• _Directions_: Can you restate the records below word for word?

• _Point-per-instance localization data_:
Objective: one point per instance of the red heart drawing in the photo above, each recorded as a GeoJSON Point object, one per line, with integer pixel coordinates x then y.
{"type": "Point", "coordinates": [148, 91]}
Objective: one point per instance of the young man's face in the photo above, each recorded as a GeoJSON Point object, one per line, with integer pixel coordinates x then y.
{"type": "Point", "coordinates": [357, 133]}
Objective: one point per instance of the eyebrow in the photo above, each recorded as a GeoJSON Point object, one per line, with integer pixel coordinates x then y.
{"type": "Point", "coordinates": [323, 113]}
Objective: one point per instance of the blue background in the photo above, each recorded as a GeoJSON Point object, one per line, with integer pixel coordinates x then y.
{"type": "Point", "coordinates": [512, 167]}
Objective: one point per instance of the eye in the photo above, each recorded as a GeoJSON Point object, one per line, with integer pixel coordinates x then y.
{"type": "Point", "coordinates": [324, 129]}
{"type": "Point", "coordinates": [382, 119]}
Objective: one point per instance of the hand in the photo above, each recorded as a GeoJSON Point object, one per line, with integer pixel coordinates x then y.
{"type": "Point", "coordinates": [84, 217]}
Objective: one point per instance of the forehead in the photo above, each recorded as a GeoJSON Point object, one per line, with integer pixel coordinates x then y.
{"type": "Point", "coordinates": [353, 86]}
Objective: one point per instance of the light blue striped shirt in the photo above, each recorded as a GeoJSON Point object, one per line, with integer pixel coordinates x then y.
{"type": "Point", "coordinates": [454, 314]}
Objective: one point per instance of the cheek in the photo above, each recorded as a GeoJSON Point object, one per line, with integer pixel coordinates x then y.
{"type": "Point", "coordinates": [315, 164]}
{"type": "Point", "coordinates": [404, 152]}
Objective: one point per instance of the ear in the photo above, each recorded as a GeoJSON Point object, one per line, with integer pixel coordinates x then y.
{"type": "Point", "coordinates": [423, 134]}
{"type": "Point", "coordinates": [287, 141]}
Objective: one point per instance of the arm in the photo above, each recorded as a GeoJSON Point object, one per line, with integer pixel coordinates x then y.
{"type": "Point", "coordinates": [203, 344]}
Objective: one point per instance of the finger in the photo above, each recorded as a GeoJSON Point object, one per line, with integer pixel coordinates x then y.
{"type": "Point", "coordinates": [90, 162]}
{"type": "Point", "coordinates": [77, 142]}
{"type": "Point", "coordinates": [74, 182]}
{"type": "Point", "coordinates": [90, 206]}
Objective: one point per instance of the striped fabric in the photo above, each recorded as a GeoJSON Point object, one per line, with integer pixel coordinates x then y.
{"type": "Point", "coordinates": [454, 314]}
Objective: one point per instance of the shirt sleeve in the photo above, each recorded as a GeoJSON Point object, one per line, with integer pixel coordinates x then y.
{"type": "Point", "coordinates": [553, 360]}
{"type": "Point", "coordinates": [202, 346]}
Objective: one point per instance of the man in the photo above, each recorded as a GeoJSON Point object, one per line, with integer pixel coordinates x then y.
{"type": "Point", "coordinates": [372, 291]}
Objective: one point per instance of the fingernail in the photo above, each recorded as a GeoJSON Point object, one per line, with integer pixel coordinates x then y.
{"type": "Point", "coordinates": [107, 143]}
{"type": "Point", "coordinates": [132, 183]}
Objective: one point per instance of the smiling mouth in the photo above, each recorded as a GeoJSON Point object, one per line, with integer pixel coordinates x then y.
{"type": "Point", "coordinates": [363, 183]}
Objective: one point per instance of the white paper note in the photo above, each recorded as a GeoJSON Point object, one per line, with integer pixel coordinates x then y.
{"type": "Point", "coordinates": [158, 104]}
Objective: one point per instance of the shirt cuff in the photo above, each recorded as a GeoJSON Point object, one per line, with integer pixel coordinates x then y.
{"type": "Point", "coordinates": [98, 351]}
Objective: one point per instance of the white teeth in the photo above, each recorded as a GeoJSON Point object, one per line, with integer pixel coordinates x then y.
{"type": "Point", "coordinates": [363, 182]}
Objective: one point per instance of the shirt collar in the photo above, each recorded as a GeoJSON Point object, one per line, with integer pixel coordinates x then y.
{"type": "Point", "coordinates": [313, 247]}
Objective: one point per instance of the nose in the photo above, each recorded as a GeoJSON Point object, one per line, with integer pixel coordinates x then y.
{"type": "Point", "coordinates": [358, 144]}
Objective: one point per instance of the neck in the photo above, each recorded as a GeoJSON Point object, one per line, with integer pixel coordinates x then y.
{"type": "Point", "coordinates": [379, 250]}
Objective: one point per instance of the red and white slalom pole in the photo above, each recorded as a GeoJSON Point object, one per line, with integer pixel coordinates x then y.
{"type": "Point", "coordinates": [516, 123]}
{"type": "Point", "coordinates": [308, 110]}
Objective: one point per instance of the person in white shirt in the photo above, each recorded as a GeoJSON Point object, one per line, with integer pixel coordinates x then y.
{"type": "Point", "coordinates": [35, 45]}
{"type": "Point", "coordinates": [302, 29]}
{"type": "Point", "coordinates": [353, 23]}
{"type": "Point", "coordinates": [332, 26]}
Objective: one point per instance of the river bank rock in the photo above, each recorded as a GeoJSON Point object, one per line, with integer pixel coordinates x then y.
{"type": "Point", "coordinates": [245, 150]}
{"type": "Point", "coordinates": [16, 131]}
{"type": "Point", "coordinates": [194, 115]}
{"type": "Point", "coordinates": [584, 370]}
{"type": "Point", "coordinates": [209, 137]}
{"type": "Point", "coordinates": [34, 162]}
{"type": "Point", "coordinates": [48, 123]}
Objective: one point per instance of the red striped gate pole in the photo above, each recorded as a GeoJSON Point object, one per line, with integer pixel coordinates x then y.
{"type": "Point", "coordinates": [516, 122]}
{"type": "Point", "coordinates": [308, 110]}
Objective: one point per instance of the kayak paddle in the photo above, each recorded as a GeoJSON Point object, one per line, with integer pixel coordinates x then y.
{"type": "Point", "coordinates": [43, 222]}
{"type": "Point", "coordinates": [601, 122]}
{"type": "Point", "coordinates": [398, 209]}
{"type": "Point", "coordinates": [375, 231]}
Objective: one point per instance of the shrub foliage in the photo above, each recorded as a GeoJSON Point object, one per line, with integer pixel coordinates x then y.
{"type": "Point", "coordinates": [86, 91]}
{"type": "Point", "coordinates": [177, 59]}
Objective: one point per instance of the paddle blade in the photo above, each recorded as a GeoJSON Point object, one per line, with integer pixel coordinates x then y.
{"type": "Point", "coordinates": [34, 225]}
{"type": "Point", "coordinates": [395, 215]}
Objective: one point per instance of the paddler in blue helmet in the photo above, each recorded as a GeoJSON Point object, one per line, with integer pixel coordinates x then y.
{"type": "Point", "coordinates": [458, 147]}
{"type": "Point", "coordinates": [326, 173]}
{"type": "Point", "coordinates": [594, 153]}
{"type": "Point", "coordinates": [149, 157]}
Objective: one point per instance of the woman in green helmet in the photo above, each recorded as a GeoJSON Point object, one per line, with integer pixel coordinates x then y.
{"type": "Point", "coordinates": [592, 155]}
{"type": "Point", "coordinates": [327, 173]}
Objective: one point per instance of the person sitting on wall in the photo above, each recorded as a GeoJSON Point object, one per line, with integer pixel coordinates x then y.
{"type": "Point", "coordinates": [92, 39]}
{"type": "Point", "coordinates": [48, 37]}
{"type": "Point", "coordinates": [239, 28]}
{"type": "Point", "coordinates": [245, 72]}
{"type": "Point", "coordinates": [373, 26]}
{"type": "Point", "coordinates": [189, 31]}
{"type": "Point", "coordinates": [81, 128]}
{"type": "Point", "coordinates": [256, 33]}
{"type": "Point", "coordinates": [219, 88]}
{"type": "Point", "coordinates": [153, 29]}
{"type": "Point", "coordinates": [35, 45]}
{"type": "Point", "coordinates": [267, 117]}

• _Response to this task_:
Objective: one point per instance of the red heart drawing in the photo above, each recorded as a GeoJSON Point object, one per line, with integer pixel coordinates x then y.
{"type": "Point", "coordinates": [148, 91]}
Objective: one point per instance of the young man's face in the photo above, each recorded as a GeoJSON Point object, one per line, with integer pixel coordinates x then y.
{"type": "Point", "coordinates": [357, 133]}
Objective: one point per instance of the eyebrow in the photo above, each recorded as a GeoJSON Point object, one per line, with integer pixel coordinates x then y.
{"type": "Point", "coordinates": [323, 113]}
Objective: one point per instance of the blue background in the photo above, each recorded as a GeoJSON Point object, one per line, with integer pixel coordinates x then y.
{"type": "Point", "coordinates": [512, 167]}
Objective: one point per instance of the eye in the photo above, each recorded as a GeoJSON Point object, one per line, with integer pixel coordinates x then y.
{"type": "Point", "coordinates": [324, 129]}
{"type": "Point", "coordinates": [382, 119]}
Objective: one point per instance of the hand in the photo above, each recorded as a GeoJSON Point object, one per line, with integer pixel coordinates x then y.
{"type": "Point", "coordinates": [84, 217]}
Objective: one point per instance of the forehead in the photo above, each recorded as a GeoJSON Point object, one per line, with integer pixel coordinates x then y.
{"type": "Point", "coordinates": [353, 86]}
Objective: one point per instance of the light blue striped shirt in the photo above, each recorded as a GeoJSON Point object, one per line, with integer pixel coordinates x then y.
{"type": "Point", "coordinates": [454, 314]}
Objective: one point per instance of the cheek in the photo above, each recorded as a GeoJSON Point object, one per line, with integer pixel coordinates x then y.
{"type": "Point", "coordinates": [315, 164]}
{"type": "Point", "coordinates": [404, 152]}
Objective: one point per instance of the ear in the photo above, each recorded as a GeoJSON Point object, one per line, with integer pixel coordinates x then y.
{"type": "Point", "coordinates": [423, 134]}
{"type": "Point", "coordinates": [287, 141]}
Objective: one point per instance of the arm in the photo above, each recorded as a GeoJSON Point object, one per line, with integer pixel coordinates x then y.
{"type": "Point", "coordinates": [203, 344]}
Objective: one point per instance of the finger in the photo above, each recorded as a GeoJSON Point object, one per line, with integer pixel coordinates x then y.
{"type": "Point", "coordinates": [90, 162]}
{"type": "Point", "coordinates": [77, 142]}
{"type": "Point", "coordinates": [74, 182]}
{"type": "Point", "coordinates": [90, 206]}
Objective: one point per instance of the striped fabric in the photo above, each recorded as a GeoJSON Point object, one per line, with integer pixel coordinates x then y.
{"type": "Point", "coordinates": [454, 314]}
Objective: one point per instance of the shirt sleeve in the photo above, each recorded as a GeoJSON Point object, one per line, with integer pixel coordinates x then y.
{"type": "Point", "coordinates": [553, 360]}
{"type": "Point", "coordinates": [202, 346]}
Objective: one point per instance of the man in the photo above, each recorded as a GeoJSON Point object, one per line, with integer pixel coordinates x then y.
{"type": "Point", "coordinates": [372, 291]}
Objective: one point per instance of the fingernail in the photo above, each recorded as a GeoJSON Point object, one per line, with integer pixel coordinates x then y.
{"type": "Point", "coordinates": [107, 143]}
{"type": "Point", "coordinates": [132, 183]}
Objective: one point per instance of the smiling mouth in the photo above, each recorded as a GeoJSON Point object, one per line, with integer pixel coordinates x then y.
{"type": "Point", "coordinates": [363, 183]}
Objective: one point per instance of the white paper note in the photo above, each recorded as a GeoJSON Point object, one per line, with integer pixel coordinates x then y.
{"type": "Point", "coordinates": [158, 104]}
Objective: one point per instance of the shirt cuff in the photo above, each recorded as a GeoJSON Point object, one per line, with integer pixel coordinates x then y.
{"type": "Point", "coordinates": [98, 351]}
Objective: one point per instance of the white teeth in the photo above, each recorded as a GeoJSON Point object, one per line, with integer pixel coordinates x then y.
{"type": "Point", "coordinates": [363, 182]}
Objective: one point per instance of the shirt collar in the photo above, each recorded as a GeoJSON Point object, one per line, with integer pixel coordinates x then y.
{"type": "Point", "coordinates": [313, 247]}
Objective: one point per instance of the nose in the photo above, each recorded as a GeoJSON Point object, one per line, with integer pixel coordinates x then y.
{"type": "Point", "coordinates": [358, 144]}
Objective: one point per instance of the neck in the photo above, each recorded as a GeoJSON Point object, one per line, with integer pixel coordinates x then y.
{"type": "Point", "coordinates": [379, 250]}
Objective: one point per instance of the red and white slalom pole in the photo above, each recorded as a GeoJSON Point object, one per line, with integer pixel coordinates x then y.
{"type": "Point", "coordinates": [516, 123]}
{"type": "Point", "coordinates": [308, 110]}
Objective: one point per instance of the person in white shirt in the photo above, each recorded as a GeoJSON Point object, one per line, with integer pixel coordinates x then y.
{"type": "Point", "coordinates": [35, 45]}
{"type": "Point", "coordinates": [302, 29]}
{"type": "Point", "coordinates": [353, 23]}
{"type": "Point", "coordinates": [332, 26]}
Objective: one point per instance of the river bank rock in the photo above, each recorded as a GeoJSON Point object, one per line, with integer pixel coordinates x then y.
{"type": "Point", "coordinates": [245, 150]}
{"type": "Point", "coordinates": [16, 131]}
{"type": "Point", "coordinates": [194, 115]}
{"type": "Point", "coordinates": [584, 370]}
{"type": "Point", "coordinates": [209, 137]}
{"type": "Point", "coordinates": [34, 162]}
{"type": "Point", "coordinates": [48, 123]}
Objective: one point per instance of the red striped gate pole in the photo above, each recorded as a GeoJSON Point object, one per line, with integer pixel coordinates x then y.
{"type": "Point", "coordinates": [516, 122]}
{"type": "Point", "coordinates": [308, 110]}
Objective: one point per instance of the kayak paddle in the photo above, each recorded as a GeoJSON Point object, one per line, with integer pixel coordinates x then y.
{"type": "Point", "coordinates": [43, 222]}
{"type": "Point", "coordinates": [601, 122]}
{"type": "Point", "coordinates": [398, 209]}
{"type": "Point", "coordinates": [375, 231]}
Objective: one point per instance of the shrub foliage in the photo above, each recorded as a GeoJSON Point object, one per line, with integer pixel coordinates x then y.
{"type": "Point", "coordinates": [86, 91]}
{"type": "Point", "coordinates": [177, 59]}
Objective: one point per instance of the paddle blade in the photo above, each recorded as a GeoJSON Point object, one per line, with integer pixel coordinates x then y.
{"type": "Point", "coordinates": [34, 225]}
{"type": "Point", "coordinates": [395, 215]}
Objective: one point per instance of the paddler in blue helmet in the photo above, each recorded as a GeoJSON Point object, one per line, with integer pixel coordinates x then y.
{"type": "Point", "coordinates": [458, 147]}
{"type": "Point", "coordinates": [326, 173]}
{"type": "Point", "coordinates": [594, 153]}
{"type": "Point", "coordinates": [149, 157]}
Objective: one point per instance of the woman in green helmet in the photo above, each recorded as a GeoJSON Point object, one per line, with integer pixel coordinates x then y.
{"type": "Point", "coordinates": [592, 155]}
{"type": "Point", "coordinates": [327, 173]}
Objective: one point per instance of the person sitting on wall in the photo above, each recorded as a GeoJSON Point object, one per line, with integer pixel coordinates x then y.
{"type": "Point", "coordinates": [92, 39]}
{"type": "Point", "coordinates": [48, 37]}
{"type": "Point", "coordinates": [239, 28]}
{"type": "Point", "coordinates": [245, 72]}
{"type": "Point", "coordinates": [373, 26]}
{"type": "Point", "coordinates": [189, 31]}
{"type": "Point", "coordinates": [81, 128]}
{"type": "Point", "coordinates": [256, 33]}
{"type": "Point", "coordinates": [219, 88]}
{"type": "Point", "coordinates": [153, 29]}
{"type": "Point", "coordinates": [35, 45]}
{"type": "Point", "coordinates": [267, 117]}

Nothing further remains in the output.